**Task requirements**
Search the records for the string "necktie" and copy every line where it turns up.
------------------------------------------------------------
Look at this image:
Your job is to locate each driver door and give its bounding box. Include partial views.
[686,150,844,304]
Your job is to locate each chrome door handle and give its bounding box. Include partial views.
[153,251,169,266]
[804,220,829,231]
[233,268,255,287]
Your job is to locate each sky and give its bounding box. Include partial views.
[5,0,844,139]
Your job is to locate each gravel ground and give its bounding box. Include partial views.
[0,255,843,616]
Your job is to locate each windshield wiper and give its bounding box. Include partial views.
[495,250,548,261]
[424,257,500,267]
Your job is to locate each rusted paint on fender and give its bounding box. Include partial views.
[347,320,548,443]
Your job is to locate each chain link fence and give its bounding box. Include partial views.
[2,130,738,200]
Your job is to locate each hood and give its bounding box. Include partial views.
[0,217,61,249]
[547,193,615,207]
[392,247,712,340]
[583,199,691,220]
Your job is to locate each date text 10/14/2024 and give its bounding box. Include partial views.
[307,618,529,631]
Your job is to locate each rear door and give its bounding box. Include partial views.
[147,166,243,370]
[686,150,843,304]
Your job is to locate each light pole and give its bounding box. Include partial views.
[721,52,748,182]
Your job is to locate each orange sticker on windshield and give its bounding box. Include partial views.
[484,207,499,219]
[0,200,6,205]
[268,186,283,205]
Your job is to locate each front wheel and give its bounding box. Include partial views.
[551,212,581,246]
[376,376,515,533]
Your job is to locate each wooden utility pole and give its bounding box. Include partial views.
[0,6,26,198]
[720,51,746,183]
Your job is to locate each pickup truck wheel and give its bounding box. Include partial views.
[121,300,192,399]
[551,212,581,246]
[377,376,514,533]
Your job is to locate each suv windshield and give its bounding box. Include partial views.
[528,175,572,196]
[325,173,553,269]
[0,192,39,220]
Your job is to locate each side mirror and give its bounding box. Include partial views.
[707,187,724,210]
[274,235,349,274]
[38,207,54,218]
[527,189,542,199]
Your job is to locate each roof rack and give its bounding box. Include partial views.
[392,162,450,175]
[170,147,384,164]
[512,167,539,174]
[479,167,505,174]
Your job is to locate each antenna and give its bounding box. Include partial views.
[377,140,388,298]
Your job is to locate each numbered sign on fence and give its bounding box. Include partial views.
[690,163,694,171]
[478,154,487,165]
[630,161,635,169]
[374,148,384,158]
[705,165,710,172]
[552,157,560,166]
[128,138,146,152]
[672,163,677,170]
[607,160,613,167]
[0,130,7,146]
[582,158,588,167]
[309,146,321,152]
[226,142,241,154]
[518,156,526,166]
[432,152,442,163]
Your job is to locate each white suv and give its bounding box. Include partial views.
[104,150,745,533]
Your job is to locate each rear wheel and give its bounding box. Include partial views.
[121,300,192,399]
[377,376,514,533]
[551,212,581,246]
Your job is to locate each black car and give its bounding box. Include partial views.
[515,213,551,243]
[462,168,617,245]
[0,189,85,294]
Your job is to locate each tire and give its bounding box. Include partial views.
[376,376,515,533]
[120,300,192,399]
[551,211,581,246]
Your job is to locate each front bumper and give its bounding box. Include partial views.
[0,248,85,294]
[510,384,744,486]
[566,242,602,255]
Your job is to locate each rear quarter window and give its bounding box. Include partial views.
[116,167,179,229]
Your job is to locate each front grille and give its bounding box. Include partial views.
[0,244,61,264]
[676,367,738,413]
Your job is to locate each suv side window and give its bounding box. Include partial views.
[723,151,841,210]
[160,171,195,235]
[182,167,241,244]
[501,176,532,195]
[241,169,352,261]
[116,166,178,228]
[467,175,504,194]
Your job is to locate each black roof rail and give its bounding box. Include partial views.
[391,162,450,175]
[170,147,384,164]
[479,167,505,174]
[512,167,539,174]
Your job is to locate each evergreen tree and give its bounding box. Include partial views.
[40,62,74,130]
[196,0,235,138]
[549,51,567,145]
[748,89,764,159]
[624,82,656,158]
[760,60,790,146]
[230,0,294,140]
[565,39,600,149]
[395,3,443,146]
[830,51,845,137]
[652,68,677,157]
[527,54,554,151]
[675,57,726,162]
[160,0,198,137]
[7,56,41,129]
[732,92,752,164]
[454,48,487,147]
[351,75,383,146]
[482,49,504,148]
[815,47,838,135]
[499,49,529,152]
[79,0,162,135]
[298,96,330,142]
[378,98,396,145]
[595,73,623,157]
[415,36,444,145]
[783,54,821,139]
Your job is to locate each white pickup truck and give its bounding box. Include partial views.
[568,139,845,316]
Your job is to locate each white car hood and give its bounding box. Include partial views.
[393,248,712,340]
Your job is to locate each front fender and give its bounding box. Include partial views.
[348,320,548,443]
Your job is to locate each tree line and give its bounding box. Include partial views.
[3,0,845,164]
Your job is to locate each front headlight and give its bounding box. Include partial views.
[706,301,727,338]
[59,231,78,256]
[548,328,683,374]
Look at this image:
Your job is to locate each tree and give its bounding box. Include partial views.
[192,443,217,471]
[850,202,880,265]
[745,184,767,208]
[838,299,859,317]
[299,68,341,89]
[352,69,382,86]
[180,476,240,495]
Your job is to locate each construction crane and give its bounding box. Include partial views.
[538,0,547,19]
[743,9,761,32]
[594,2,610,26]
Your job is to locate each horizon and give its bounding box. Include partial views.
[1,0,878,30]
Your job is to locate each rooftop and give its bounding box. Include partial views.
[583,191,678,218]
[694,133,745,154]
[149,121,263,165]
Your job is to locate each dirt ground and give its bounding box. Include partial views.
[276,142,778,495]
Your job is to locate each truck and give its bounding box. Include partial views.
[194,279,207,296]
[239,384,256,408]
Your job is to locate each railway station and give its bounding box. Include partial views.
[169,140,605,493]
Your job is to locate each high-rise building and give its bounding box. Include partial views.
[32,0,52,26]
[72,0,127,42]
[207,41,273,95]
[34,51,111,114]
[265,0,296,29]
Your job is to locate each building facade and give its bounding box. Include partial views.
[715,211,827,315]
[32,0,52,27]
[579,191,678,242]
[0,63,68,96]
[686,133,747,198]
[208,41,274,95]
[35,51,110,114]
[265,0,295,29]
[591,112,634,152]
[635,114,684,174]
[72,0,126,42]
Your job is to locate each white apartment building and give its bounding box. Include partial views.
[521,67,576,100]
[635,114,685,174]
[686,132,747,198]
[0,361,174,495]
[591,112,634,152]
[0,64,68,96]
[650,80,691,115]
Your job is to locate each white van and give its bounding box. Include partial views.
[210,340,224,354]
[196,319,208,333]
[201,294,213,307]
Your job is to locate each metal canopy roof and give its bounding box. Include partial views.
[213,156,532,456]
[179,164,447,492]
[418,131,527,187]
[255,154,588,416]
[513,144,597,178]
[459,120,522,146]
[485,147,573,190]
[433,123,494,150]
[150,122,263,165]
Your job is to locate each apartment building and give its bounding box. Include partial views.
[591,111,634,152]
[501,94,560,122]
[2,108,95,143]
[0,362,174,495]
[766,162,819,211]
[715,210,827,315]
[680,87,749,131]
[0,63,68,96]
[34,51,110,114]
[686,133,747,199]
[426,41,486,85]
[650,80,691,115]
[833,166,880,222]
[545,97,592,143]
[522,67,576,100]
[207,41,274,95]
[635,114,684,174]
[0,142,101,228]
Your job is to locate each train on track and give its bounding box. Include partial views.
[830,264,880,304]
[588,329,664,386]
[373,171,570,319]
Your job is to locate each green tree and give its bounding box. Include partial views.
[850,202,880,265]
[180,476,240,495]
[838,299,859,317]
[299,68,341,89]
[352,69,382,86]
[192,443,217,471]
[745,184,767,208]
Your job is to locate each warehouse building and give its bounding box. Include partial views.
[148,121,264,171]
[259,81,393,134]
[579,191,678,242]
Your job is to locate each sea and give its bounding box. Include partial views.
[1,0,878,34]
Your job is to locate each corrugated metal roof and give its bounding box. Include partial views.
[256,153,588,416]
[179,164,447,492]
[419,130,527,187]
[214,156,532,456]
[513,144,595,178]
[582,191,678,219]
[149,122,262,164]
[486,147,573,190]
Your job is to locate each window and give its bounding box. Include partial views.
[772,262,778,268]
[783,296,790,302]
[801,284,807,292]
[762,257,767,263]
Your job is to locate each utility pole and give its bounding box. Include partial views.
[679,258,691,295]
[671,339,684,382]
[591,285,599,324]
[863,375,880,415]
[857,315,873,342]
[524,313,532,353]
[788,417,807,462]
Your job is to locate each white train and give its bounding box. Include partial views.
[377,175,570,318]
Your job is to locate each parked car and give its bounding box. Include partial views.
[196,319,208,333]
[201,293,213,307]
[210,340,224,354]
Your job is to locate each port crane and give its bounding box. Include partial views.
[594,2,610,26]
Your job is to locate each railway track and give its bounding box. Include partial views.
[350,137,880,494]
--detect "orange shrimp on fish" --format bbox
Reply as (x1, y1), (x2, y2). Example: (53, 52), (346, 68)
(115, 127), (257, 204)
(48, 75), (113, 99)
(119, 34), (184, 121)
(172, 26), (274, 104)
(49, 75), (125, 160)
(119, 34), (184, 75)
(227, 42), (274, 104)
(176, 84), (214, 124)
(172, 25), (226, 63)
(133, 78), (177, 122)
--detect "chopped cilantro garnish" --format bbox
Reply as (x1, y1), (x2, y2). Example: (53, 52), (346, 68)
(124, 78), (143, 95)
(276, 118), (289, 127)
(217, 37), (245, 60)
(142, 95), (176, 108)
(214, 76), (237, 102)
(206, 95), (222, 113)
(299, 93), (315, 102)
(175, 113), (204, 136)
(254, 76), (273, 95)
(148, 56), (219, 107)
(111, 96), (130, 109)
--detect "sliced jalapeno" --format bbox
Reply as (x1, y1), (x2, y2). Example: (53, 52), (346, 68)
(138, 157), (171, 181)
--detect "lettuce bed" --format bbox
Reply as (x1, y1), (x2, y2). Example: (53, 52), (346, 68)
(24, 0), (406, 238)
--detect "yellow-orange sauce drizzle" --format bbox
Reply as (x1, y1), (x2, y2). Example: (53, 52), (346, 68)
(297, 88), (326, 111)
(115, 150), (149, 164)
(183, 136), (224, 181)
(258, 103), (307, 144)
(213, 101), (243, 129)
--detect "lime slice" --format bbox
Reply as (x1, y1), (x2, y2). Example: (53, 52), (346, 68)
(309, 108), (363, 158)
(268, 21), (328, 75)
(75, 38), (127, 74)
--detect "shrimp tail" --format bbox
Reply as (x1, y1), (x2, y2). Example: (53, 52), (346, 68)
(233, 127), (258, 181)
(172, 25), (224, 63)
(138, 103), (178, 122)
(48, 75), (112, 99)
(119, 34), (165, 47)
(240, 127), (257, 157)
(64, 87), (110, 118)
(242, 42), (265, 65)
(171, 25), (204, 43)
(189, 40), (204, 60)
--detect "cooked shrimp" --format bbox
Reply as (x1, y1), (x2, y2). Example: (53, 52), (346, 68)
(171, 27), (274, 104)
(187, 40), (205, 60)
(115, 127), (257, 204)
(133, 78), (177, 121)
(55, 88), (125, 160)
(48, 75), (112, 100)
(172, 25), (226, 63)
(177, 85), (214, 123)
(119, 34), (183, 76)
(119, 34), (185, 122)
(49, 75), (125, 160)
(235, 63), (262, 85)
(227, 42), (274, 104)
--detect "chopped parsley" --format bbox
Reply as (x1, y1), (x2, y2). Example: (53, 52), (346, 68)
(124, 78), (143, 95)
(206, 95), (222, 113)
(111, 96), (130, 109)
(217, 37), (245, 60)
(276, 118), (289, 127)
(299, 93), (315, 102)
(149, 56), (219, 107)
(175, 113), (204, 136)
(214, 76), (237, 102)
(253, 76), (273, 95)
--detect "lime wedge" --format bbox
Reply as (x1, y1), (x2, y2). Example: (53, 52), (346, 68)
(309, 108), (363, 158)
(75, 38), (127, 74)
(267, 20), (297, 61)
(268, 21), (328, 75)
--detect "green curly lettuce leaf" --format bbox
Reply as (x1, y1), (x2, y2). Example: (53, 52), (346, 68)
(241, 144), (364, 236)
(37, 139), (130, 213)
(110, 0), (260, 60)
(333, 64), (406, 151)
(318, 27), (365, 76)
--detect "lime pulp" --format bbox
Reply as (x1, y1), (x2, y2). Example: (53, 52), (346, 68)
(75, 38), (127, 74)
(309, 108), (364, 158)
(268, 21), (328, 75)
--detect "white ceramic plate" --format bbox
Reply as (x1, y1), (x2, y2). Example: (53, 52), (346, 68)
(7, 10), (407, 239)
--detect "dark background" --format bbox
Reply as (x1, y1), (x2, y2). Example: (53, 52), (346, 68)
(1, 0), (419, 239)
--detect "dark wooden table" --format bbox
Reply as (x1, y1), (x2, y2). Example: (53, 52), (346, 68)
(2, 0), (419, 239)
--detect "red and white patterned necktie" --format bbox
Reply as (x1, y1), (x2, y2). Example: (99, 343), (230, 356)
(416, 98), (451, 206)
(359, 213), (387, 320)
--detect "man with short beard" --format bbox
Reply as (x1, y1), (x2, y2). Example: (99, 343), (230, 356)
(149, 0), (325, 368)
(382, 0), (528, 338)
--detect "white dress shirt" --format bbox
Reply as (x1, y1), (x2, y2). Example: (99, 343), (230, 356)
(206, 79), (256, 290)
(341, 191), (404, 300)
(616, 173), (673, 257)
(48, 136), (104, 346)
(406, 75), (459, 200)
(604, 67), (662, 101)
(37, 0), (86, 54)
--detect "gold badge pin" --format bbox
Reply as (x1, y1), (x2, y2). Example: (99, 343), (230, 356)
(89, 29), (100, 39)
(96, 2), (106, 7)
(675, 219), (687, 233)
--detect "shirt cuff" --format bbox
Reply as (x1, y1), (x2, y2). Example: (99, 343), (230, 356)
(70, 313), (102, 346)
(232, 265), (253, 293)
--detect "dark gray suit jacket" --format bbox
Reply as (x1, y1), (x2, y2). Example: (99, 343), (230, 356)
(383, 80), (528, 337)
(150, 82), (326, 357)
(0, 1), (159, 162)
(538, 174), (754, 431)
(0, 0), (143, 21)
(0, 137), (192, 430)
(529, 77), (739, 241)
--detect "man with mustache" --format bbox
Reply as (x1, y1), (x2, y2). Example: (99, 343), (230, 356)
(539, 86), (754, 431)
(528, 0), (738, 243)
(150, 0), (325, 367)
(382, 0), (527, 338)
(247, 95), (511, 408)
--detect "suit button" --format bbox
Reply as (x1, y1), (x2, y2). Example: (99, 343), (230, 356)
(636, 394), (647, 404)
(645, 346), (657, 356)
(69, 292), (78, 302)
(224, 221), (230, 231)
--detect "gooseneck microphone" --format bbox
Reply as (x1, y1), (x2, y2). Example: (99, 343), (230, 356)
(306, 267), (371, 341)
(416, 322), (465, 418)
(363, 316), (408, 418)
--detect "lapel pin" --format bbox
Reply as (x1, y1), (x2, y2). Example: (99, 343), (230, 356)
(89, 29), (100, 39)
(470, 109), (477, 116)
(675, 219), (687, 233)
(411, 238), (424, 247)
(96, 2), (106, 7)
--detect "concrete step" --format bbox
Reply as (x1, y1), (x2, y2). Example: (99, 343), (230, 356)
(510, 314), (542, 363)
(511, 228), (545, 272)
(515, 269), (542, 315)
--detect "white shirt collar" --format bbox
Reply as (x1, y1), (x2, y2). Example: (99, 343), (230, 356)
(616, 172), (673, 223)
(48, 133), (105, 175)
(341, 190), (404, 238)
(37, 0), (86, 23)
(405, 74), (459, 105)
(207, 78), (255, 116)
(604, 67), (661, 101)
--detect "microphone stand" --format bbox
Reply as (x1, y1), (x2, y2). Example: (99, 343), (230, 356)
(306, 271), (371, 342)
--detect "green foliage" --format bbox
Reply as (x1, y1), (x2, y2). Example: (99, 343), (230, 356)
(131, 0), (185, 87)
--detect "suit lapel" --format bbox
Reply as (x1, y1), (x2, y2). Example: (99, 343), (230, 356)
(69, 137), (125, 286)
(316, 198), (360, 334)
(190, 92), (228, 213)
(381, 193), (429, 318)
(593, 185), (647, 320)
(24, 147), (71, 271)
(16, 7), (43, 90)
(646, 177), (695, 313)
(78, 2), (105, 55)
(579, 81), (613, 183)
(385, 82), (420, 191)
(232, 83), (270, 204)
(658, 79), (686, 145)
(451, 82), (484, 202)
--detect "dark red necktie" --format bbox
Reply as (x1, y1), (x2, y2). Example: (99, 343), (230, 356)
------------------------------------------------------------
**Result of this task**
--detect "red and white patterned necktie" --format bbox
--detect "dark red necktie" --format bbox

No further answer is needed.